Dataset records about object locations:
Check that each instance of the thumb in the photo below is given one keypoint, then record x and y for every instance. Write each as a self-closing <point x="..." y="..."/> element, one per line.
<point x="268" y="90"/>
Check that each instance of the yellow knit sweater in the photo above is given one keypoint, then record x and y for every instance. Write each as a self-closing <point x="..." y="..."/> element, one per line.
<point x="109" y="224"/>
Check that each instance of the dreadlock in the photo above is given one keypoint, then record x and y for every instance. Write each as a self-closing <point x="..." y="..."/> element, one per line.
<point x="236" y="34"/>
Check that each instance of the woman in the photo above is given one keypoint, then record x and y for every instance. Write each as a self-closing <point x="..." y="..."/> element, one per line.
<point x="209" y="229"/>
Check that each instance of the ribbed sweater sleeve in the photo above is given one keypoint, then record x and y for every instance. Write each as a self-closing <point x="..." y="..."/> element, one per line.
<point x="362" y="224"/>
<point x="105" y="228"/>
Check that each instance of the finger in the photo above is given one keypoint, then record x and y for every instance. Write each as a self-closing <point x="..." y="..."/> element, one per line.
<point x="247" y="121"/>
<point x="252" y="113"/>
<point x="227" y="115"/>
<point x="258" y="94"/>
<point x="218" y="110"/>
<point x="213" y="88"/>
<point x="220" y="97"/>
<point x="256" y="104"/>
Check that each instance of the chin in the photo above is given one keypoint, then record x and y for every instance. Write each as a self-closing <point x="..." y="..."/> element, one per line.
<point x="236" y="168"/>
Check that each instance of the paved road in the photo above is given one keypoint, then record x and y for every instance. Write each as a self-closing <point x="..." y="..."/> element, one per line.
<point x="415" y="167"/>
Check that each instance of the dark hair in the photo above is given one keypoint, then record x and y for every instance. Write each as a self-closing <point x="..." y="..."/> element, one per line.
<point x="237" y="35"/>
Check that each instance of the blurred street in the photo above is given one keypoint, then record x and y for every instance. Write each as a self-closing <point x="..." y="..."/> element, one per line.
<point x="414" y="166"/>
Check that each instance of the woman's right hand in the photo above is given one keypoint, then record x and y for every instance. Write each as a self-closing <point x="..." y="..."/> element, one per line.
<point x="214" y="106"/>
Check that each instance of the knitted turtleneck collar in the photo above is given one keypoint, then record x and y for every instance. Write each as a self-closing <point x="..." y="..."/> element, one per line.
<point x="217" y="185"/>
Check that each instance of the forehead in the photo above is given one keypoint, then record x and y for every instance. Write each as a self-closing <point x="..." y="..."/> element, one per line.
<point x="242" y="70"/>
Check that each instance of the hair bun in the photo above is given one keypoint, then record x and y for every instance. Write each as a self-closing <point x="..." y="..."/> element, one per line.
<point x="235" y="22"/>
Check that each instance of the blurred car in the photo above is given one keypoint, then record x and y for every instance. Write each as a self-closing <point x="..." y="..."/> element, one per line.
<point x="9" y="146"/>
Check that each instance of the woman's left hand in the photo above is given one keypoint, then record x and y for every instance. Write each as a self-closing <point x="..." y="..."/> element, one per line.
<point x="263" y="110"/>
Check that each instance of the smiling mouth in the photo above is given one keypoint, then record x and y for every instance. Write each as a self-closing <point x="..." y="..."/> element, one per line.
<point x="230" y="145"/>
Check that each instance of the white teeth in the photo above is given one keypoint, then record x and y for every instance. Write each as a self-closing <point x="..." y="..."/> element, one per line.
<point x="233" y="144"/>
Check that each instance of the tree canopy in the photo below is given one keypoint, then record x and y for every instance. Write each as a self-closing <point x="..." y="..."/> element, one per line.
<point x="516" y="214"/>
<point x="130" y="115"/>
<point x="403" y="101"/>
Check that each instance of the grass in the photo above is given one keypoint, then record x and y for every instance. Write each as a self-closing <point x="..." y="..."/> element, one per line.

Problem to work on
Restate all of the entries exactly, please.

Full response
Check that each instance of the thumb in the photo below is given one keypoint, then record x and y for every instance. Write each as a self-closing <point x="..." y="..."/> element, one per line.
<point x="268" y="90"/>
Check that each instance of the yellow knit sweater in the photo above is given one keypoint, then record x and y for every instance. Write each as a self-closing <point x="..." y="..."/> element, one per line.
<point x="109" y="224"/>
Check that each instance of the dreadlock in the photo above is given one keypoint, then record x and y for every instance. Write each as a self-closing <point x="..." y="..."/> element, one per line.
<point x="236" y="34"/>
Check that each instance of the woman in the photo above is given one keypoint, then record x and y for every instance. Write each as a self-closing <point x="..." y="..."/> element, one per line.
<point x="209" y="229"/>
Check that each instance of the ribbed sweater sleeve in the photo above is given one keypoint, then record x and y for every instance. Write each as a self-closing <point x="..." y="..."/> element, one per line.
<point x="362" y="224"/>
<point x="105" y="228"/>
Check that each instance of the finger in the photo above is given one keypoint, then record x and y for every instance. Write each as a self-closing <point x="..." y="..."/> element, one per line.
<point x="247" y="121"/>
<point x="252" y="113"/>
<point x="227" y="115"/>
<point x="258" y="94"/>
<point x="218" y="110"/>
<point x="213" y="88"/>
<point x="220" y="97"/>
<point x="256" y="104"/>
Check that each instance of the chin in the photo above is given one keypoint, then record x and y for every instance. Write each as a self-closing <point x="..." y="..."/> element, one per line.
<point x="236" y="168"/>
Check that each instance of the paved road in the photo above is given one keypoint, then record x and y for every instance. Write each as a self-closing <point x="..." y="..."/> element, one per line.
<point x="415" y="167"/>
Check that each instance of the dark hair in the photo above is given one keypoint, then record x and y for every instance. Write each as a self-closing <point x="..." y="..."/> element, one per line.
<point x="237" y="35"/>
Check that each instance of the blurred street in the photo above is given one keypoint, then record x and y for every instance. Write each as a self-closing <point x="..." y="..."/> element, one per line.
<point x="414" y="166"/>
Check that each instance of the woman's right hand in the photo above is given one keypoint, then record x and y for every instance. Write each as a self-closing <point x="..." y="..."/> element, one per line.
<point x="214" y="106"/>
Check that each instance of the knitted turtleneck collar in the photo above is given one keypoint, then record x and y for every instance. Write each as a self-closing <point x="..." y="..."/> element, one per line.
<point x="217" y="185"/>
Check that each instance of the forehead in the photo above is given one keypoint, then record x and y for every instance. Write each as a self-closing <point x="..." y="..."/> element, one per line.
<point x="242" y="70"/>
Check that each instance of the hair bun in the photo above is given one keypoint, then record x and y for every instance. Write each as a self-closing <point x="..." y="..."/> element, one per line.
<point x="235" y="22"/>
Check that each instance of the blurred car in the photo above is given one keypoint, then record x and y for every instance. Write each as a self-closing <point x="..." y="..."/> element, one per line.
<point x="9" y="146"/>
Check that each instance of the woman's left hand in the photo above is given one keypoint, then record x and y for every instance. Write each as a self-closing <point x="..." y="..."/> element, one per line.
<point x="263" y="110"/>
Check that each instance of the smiling mouth in the photo above is given one keypoint, then record x and y for every instance. Write each as a self-closing <point x="..." y="..."/> element, one per line.
<point x="230" y="145"/>
Check that each instance of the white teeth in the photo above is given one keypoint, then record x and y for every instance. Write each as a self-closing <point x="..." y="..."/> element, one per line.
<point x="233" y="144"/>
Check that each instance of the tree canopy in the photo below is given one keypoint, then record x and y for every instance. Write each as a self-closing <point x="..." y="..."/> element, one per line.
<point x="516" y="214"/>
<point x="130" y="115"/>
<point x="403" y="101"/>
Check that each instance of the grass in the photo above is given one keypoint, then record x and y for every instance. Write each as a self-closing <point x="..." y="..."/> element, one per line.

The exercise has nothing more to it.